Exercise input.
■ ■ ■ ■ ■ ■ ■

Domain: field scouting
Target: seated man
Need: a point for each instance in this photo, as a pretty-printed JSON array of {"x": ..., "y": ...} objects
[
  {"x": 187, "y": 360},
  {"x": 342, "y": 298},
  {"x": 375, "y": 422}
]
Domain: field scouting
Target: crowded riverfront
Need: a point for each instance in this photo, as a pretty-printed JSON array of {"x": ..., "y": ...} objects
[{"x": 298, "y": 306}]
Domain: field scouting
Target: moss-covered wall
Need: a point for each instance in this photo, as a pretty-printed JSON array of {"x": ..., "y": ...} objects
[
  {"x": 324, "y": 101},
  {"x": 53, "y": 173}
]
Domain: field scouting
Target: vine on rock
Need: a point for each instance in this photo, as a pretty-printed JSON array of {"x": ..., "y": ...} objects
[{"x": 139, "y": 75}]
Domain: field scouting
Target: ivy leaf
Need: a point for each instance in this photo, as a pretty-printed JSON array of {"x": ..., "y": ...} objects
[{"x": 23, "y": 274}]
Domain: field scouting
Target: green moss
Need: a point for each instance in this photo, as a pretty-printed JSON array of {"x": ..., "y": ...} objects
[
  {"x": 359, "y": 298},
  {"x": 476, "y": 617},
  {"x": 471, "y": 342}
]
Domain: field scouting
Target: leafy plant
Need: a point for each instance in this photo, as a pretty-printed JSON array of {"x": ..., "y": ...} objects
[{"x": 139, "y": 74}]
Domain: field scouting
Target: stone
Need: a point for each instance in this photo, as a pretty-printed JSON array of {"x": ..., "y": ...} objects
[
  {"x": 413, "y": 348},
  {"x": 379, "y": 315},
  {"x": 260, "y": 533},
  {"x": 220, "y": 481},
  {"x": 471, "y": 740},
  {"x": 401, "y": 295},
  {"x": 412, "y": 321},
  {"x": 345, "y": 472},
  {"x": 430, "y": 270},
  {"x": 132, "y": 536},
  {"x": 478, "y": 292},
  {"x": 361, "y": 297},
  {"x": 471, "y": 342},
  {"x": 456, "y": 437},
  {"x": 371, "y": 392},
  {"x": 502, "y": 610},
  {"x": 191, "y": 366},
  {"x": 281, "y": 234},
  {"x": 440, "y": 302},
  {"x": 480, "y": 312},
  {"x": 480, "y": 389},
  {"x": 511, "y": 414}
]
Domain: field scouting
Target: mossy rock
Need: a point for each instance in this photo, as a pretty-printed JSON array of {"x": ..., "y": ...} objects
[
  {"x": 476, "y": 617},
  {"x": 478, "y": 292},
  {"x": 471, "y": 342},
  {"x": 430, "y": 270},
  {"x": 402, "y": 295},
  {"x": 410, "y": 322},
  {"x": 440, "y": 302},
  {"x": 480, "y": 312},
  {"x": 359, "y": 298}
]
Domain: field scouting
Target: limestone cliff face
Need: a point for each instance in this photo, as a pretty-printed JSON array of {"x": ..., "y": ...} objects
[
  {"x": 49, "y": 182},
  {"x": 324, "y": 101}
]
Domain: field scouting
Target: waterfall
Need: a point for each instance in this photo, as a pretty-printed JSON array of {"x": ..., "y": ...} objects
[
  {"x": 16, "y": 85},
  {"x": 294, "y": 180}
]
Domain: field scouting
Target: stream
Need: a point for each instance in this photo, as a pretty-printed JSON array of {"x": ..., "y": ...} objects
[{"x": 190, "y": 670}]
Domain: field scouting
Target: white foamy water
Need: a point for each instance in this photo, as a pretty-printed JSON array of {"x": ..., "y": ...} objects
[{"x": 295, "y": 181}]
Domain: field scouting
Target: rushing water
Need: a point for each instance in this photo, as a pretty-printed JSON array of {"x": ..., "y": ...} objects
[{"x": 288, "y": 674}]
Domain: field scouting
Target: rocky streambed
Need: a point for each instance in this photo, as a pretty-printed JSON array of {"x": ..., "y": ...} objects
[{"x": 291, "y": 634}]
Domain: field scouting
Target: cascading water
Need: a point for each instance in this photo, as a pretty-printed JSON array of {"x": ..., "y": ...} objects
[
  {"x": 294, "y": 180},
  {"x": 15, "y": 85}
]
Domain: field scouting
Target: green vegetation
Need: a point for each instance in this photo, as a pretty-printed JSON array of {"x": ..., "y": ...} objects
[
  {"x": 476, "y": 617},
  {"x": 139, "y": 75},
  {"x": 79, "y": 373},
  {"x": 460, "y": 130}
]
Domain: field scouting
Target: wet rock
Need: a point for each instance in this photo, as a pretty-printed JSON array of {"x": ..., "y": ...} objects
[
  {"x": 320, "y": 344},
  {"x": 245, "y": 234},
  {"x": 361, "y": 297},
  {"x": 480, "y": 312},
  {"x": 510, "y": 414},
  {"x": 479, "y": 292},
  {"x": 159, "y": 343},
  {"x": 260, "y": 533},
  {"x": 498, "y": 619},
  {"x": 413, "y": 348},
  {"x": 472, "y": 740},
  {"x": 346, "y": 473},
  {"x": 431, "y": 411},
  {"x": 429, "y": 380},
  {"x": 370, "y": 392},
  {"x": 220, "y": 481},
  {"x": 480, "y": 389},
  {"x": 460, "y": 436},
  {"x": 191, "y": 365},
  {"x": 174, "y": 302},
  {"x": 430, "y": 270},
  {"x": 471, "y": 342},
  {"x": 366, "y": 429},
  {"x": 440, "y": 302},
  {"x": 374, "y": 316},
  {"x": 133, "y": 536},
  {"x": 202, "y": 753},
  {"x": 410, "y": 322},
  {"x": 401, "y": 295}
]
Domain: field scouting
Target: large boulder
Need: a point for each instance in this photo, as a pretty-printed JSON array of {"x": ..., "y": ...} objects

■ ■ ■ ■ ■ ■ ■

Your task.
All of the material should be duplicated exactly.

Result for this exercise.
Domain: field scouting
Target: seated man
Need: a point for each instance in this photo, as a pretty-printed JSON array of {"x": ..., "y": ...} objects
[
  {"x": 187, "y": 360},
  {"x": 342, "y": 298},
  {"x": 375, "y": 422}
]
Domain: field scouting
Target: crowded riverfront
Need: a point for each instance in this photo, as a pretty-printed JSON array of {"x": ..., "y": ...} objects
[{"x": 298, "y": 306}]
Domain: field scouting
Target: moss-covered wall
Need: a point for each instance in this photo, as a pretty-printed JSON array of {"x": ..., "y": ...} objects
[
  {"x": 324, "y": 101},
  {"x": 53, "y": 173}
]
Domain: field scouting
Target: vine on rock
Need: a point for each instance in this photo, as a pretty-printed JSON array of {"x": ..., "y": ...} objects
[{"x": 139, "y": 75}]
Domain: field scouting
Target: ivy leaf
Need: a point for each instance in this photo, as a pretty-printed JSON array of {"x": ..., "y": ...} objects
[{"x": 23, "y": 274}]
Domain: field scouting
Target: green moss
Need: a point for each instance in this photo, as a pretty-printed JSON array of {"x": ..., "y": ...} objects
[
  {"x": 359, "y": 298},
  {"x": 476, "y": 617},
  {"x": 471, "y": 342}
]
Domain: field scouting
Target: leafy plant
Need: a point for each instance in this photo, as a pretty-printed JSON array of {"x": ..., "y": ...} objects
[{"x": 139, "y": 74}]
Domain: field scouting
Target: stone
Need: a point for each instance in this photo, as a pretty-printed JSON array of {"x": ..., "y": ...} objects
[
  {"x": 413, "y": 348},
  {"x": 379, "y": 315},
  {"x": 260, "y": 533},
  {"x": 220, "y": 481},
  {"x": 471, "y": 740},
  {"x": 401, "y": 295},
  {"x": 412, "y": 321},
  {"x": 345, "y": 472},
  {"x": 430, "y": 270},
  {"x": 132, "y": 536},
  {"x": 478, "y": 292},
  {"x": 361, "y": 297},
  {"x": 471, "y": 342},
  {"x": 456, "y": 437},
  {"x": 371, "y": 392},
  {"x": 502, "y": 610},
  {"x": 191, "y": 366},
  {"x": 281, "y": 234},
  {"x": 440, "y": 302},
  {"x": 480, "y": 312},
  {"x": 480, "y": 389},
  {"x": 511, "y": 414}
]
Domain: field scouting
Target: mossy rock
Need: a point for each instance in this photo, as a pretty-printed JSON array of {"x": ..., "y": ...} objects
[
  {"x": 476, "y": 617},
  {"x": 478, "y": 292},
  {"x": 471, "y": 342},
  {"x": 430, "y": 270},
  {"x": 402, "y": 295},
  {"x": 410, "y": 322},
  {"x": 440, "y": 302},
  {"x": 480, "y": 312},
  {"x": 359, "y": 298}
]
Domain: field scouting
Target: limestone cliff face
Need: a point for each instance in this photo, as a pretty-printed JSON array of {"x": ..., "y": ...} objects
[
  {"x": 49, "y": 182},
  {"x": 324, "y": 101}
]
Domain: field scouting
Target: waterfall
Need: a point for each instance in this photo, as a pretty-printed JSON array of {"x": ..., "y": ...} objects
[
  {"x": 16, "y": 85},
  {"x": 294, "y": 180}
]
Domain: field scouting
Target: stream
Need: a point for each instance in this photo, as a pretty-printed JSON array of {"x": ..., "y": ...} objects
[{"x": 190, "y": 670}]
Domain: field scouting
Target: white foamy water
Need: a point for each instance in this photo, as a pretty-printed JSON array of {"x": ..., "y": ...} objects
[{"x": 295, "y": 181}]
Domain: field scouting
Target: rushing water
Need: a point for each instance in this photo, as a pretty-printed JSON array of {"x": ..., "y": ...} objects
[{"x": 288, "y": 674}]
Domain: field scouting
Target: rocky streambed
Need: a point for each instance in this photo, as a pretty-printed JSON array of {"x": ..., "y": ...} objects
[{"x": 291, "y": 634}]
Domain: field scouting
Target: cascading water
Need: a point for each instance in this photo, as a pretty-printed JSON array of {"x": ..., "y": ...} objects
[
  {"x": 294, "y": 180},
  {"x": 15, "y": 85}
]
Domain: field scouting
Target: green vegetation
Need: a point for each instance in this photo, as a pretty-printed JSON array of {"x": ..., "y": ...} objects
[
  {"x": 476, "y": 617},
  {"x": 139, "y": 75},
  {"x": 79, "y": 373},
  {"x": 460, "y": 130}
]
Domain: field scouting
Target: wet rock
Need: a point for each instance in this photo, as a pretty-printed JSON array of {"x": ..., "y": ...} objects
[
  {"x": 320, "y": 344},
  {"x": 245, "y": 234},
  {"x": 361, "y": 297},
  {"x": 480, "y": 312},
  {"x": 510, "y": 414},
  {"x": 479, "y": 292},
  {"x": 159, "y": 343},
  {"x": 260, "y": 533},
  {"x": 498, "y": 619},
  {"x": 413, "y": 348},
  {"x": 472, "y": 740},
  {"x": 346, "y": 473},
  {"x": 431, "y": 411},
  {"x": 429, "y": 380},
  {"x": 370, "y": 392},
  {"x": 220, "y": 481},
  {"x": 480, "y": 389},
  {"x": 460, "y": 436},
  {"x": 191, "y": 365},
  {"x": 174, "y": 302},
  {"x": 430, "y": 270},
  {"x": 471, "y": 342},
  {"x": 366, "y": 429},
  {"x": 440, "y": 302},
  {"x": 374, "y": 316},
  {"x": 133, "y": 536},
  {"x": 202, "y": 753},
  {"x": 410, "y": 322},
  {"x": 401, "y": 295}
]
Domain: field scouting
Target: large boulder
Need: a point for each instance in this photo, as a pretty-printed JSON array of {"x": ..., "y": ...} objects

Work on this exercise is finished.